Pointing records:
══════════

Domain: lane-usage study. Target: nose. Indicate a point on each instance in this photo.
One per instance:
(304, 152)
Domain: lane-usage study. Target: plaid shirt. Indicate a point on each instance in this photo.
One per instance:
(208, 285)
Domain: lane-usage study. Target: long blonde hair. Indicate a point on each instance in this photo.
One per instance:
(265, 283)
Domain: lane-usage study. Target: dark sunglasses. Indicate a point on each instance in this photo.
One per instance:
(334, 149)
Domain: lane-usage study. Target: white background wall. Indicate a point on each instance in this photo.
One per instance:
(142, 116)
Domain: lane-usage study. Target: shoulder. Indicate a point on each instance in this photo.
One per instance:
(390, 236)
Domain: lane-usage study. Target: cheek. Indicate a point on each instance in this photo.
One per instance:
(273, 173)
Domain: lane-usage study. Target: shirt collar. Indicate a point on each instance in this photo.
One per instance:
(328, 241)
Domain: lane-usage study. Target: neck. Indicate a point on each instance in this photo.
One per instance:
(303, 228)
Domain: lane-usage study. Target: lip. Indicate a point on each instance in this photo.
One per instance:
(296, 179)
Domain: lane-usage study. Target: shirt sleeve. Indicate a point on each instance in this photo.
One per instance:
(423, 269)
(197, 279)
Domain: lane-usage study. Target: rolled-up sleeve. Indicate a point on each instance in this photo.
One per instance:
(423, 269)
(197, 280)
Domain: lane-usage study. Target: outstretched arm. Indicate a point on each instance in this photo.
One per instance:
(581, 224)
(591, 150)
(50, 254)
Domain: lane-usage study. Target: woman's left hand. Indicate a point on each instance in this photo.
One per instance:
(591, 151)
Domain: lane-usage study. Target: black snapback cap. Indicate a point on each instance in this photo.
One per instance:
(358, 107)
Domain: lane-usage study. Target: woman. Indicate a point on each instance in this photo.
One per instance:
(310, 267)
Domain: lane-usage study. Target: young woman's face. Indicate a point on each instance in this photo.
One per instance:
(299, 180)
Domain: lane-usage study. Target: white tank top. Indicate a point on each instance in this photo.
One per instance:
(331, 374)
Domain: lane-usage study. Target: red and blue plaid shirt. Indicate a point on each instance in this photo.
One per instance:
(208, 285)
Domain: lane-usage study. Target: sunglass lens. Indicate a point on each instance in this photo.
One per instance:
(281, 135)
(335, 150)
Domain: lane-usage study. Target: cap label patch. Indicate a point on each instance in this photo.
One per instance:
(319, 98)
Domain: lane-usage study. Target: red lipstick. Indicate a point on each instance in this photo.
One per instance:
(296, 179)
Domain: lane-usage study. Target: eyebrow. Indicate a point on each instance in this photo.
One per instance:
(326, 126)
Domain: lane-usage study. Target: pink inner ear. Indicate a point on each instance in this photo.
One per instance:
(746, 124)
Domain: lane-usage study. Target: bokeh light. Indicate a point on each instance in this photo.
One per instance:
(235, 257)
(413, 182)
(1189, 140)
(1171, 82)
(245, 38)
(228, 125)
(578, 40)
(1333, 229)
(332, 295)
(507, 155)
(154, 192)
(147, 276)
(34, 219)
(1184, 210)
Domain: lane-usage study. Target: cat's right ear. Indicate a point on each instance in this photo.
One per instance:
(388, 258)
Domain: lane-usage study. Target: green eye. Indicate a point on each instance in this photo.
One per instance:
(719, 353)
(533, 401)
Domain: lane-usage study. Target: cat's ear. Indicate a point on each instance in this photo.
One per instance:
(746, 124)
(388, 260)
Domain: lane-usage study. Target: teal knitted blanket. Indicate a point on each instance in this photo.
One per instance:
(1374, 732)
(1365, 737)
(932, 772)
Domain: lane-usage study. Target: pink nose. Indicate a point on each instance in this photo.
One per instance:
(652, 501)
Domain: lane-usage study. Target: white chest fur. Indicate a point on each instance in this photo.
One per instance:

══════════

Using the listing above, please repeat every entry exactly.

Domain: lane-usage study. Target: nose. Indicate a point on each instance in this photo.
One per instance:
(304, 152)
Domain: lane-usage study. Target: plaid shirt. Indicate a point on each instance in this photo.
One per instance:
(208, 285)
Domain: lane-usage study. Target: long blonde hair. Indicate a point on each instance in this photo.
One per instance:
(265, 283)
Domain: lane-usage study. Target: dark sunglasses. Indicate a point on each instance in this photo.
One per instance:
(334, 149)
Domain: lane-usage study. Target: white background wall. Indicate a point on each instance in this photo.
One per instance:
(142, 116)
Domain: lane-usage study. Target: shoulder. Indicate a point on each instance in this photo.
One per instance:
(390, 236)
Domain: lane-usage study. Target: cheek. Indicate a point on each instance in this photo.
One per instance:
(273, 173)
Domain: lane-usage study. Target: shirt collar. Indicate a point on each instance in this photo.
One per instance:
(328, 241)
Domain: lane-usage study. Target: neck. Indicate a point on each instance in this photo.
One per instance:
(303, 228)
Domain: lane-usage study. Target: lip. Indicate a point on each instance in this photo.
One per instance:
(296, 179)
Domain: lane-usage study. Target: shirt sleeve. Indicate a point on each instance in this photo.
One per instance:
(423, 269)
(197, 279)
Domain: lane-usage study. Target: rolled-up sleeve. Indicate a point on each instance in this photo.
One per instance:
(423, 269)
(197, 280)
Domain: lane-usage study. Target: outstretched arm. Indicate a point on each instance in this photo.
One per instance:
(581, 224)
(591, 150)
(50, 254)
Domain: lane-usage study. Target: woman's left hand. Indicate a point on each instance in this photo.
One per instance:
(591, 151)
Domain: lane-usage study. Target: black snapback cap. Indicate a point on each instance in this photo.
One per instance:
(358, 107)
Domain: lane-usage study. Target: woman. Indicate a point on each instance in this photo.
One per instance:
(310, 267)
Domain: lane-usage study. Target: young woman's face. Indicate a point on each instance in this photo.
One per instance:
(299, 180)
Domain: lane-usage study. Target: white tank top. Indicate a point on each instance in this photo.
One per instance:
(331, 374)
Domain: lane-usage study. Target: red and blue plaid shirt. Indicate a point on each instance in this photo.
One per instance:
(208, 285)
Domain: lane-usage study. Target: sunglass lens. Indicate a point on each instance in this photo.
One per instance:
(281, 135)
(335, 150)
Domain: lane-usage study. Target: cap label patch. Indicate a point on each instance in this photo.
One per instance:
(319, 98)
Domain: lane-usage study. Target: red lipstick. Indicate a point on each instance in this photo.
One per instance:
(296, 179)
Domain: lane-usage study. Target: eyebrow. Indicate a point on each instance in this photo.
One per instance:
(326, 126)
Domain: lane-usage study. Target: pink inner ear. Indicate a point on each instance in this photo.
One per instance:
(746, 124)
Domain: lane-usage study. Target: bokeh light. Indicate a point on each instance in this photo.
One per instance:
(235, 257)
(413, 182)
(1189, 140)
(1171, 82)
(245, 38)
(228, 125)
(578, 40)
(1333, 229)
(332, 295)
(507, 155)
(154, 192)
(147, 276)
(34, 219)
(1184, 210)
Domain: lane-usage study. Target: cat's right ear. Indicate a point on each instance in this photo.
One per instance:
(388, 258)
Domain: lane-usage study. Target: green eye. Indicate a point on each instance in this photo.
One per instance:
(719, 353)
(533, 401)
Domain: lane-usage study. Target: cat's ear. Indicate a point on each instance in this photo.
One per instance:
(746, 124)
(388, 260)
Domain: lane-usage study. Target: teal knitted blanket. Indicate a point on each instance in this photo.
One per instance:
(1374, 732)
(1365, 737)
(932, 772)
Domain: lane-usage study. Target: pink nose. Indicate a point on each instance in this photo.
One per instance:
(652, 501)
Domain: lane-usage study. Target: white chest fur. Indicate a point on each instance in this photo.
One per instance:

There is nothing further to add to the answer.